→ **TEXTO PARA LEITURA**:
··········

Mas nós já temos uma das maiores populações carcerárias do mundo.

A estatística da população carcerária é mentirosa. Se você pedir esses números hoje virá todo mundo que está no semiaberto e no aberto. Se você pedir somente a do regime fechado, vai tomar um susto. Vai pensar: ‘Nossa, só isso?’. Então é exatamente o contrário. Lógico, para institutos internacionais você vai falar que tem um monte de presos, mas quando vai ver o tipo de prisão que a pessoa tem, é um sexto da pena, um terço da pena. Uma coisa absurda.

Em muitos casos em que há indícios da participação de policiais em assassinatos, não há sinais de confrontos. O que se tem são suspeitas de policiais cometendo atos ilícitos, fazendo acerto de contas, envolvidos com tráfico de drogas. Ainda assim, o senhor acha que é uma questão de confronto, de problemas na política de encarceramento?

··········

→ **DADOS DE ORIGEM**:

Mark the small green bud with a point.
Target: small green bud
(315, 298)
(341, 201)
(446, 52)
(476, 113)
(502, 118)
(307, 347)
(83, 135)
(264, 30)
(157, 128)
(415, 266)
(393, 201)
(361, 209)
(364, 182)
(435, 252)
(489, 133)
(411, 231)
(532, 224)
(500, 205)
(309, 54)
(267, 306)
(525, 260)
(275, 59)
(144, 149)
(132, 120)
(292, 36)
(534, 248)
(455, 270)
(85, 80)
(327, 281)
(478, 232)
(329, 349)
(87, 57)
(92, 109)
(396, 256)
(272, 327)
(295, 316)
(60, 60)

··········

→ **INSTRUÇÕES DO EXERCÍCIO**:
1. Responda às perguntas abaixo com base no texto sobre a população carcerária:
(a) Como é qualificada a estatística da população carcerária?
(b) Que frações da pena são citadas ao se falar do tipo de prisão que a pessoa tem?
(c) Nos casos com indícios da participação de policiais em assassinatos, de que não há sinais?
2. Transcreva do texto sobre a população carcerária o trecho que começa em "Mas nós já temos" e segue até "política de encarceramento?".
3. Diga, por favor, se cada afirmação abaixo está de acordo com o texto sobre a população carcerária:
(a) Os números pedidos hoje incluiriam quem está no semiaberto e no aberto.
(b) Nos casos com indícios da participação de policiais em assassinatos, há sinais de confronto.
(c) São mencionadas suspeitas de policiais envolvidos com tráfico de drogas.

→ **RESPOSTAS DO EXERCÍCIO**:
1.
(a) Mentirosa.
(b) Um sexto da pena e um terço da pena.
(c) De confrontos.

2.
Mas nós já temos uma das maiores populações carcerárias do mundo.

A estatística da população carcerária é mentirosa. Se você pedir esses números hoje virá todo mundo que está no semiaberto e no aberto. Se você pedir somente a do regime fechado, vai tomar um susto. Vai pensar: ‘Nossa, só isso?’. Então é exatamente o contrário. Lógico, para institutos internacionais você vai falar que tem um monte de presos, mas quando vai ver o tipo de prisão que a pessoa tem, é um sexto da pena, um terço da pena. Uma coisa absurda.

Em muitos casos em que há indícios da participação de policiais em assassinatos, não há sinais de confrontos. O que se tem são suspeitas de policiais cometendo atos ilícitos, fazendo acerto de contas, envolvidos com tráfico de drogas. Ainda assim, o senhor acha que é uma questão de confronto, de problemas na política de encarceramento?

3.
(a) Sim: "Se você pedir esses números hoje virá todo mundo que está no semiaberto e no aberto."
(b) Não: "não há sinais de confrontos."
(c) Sim: "envolvidos com tráfico de drogas."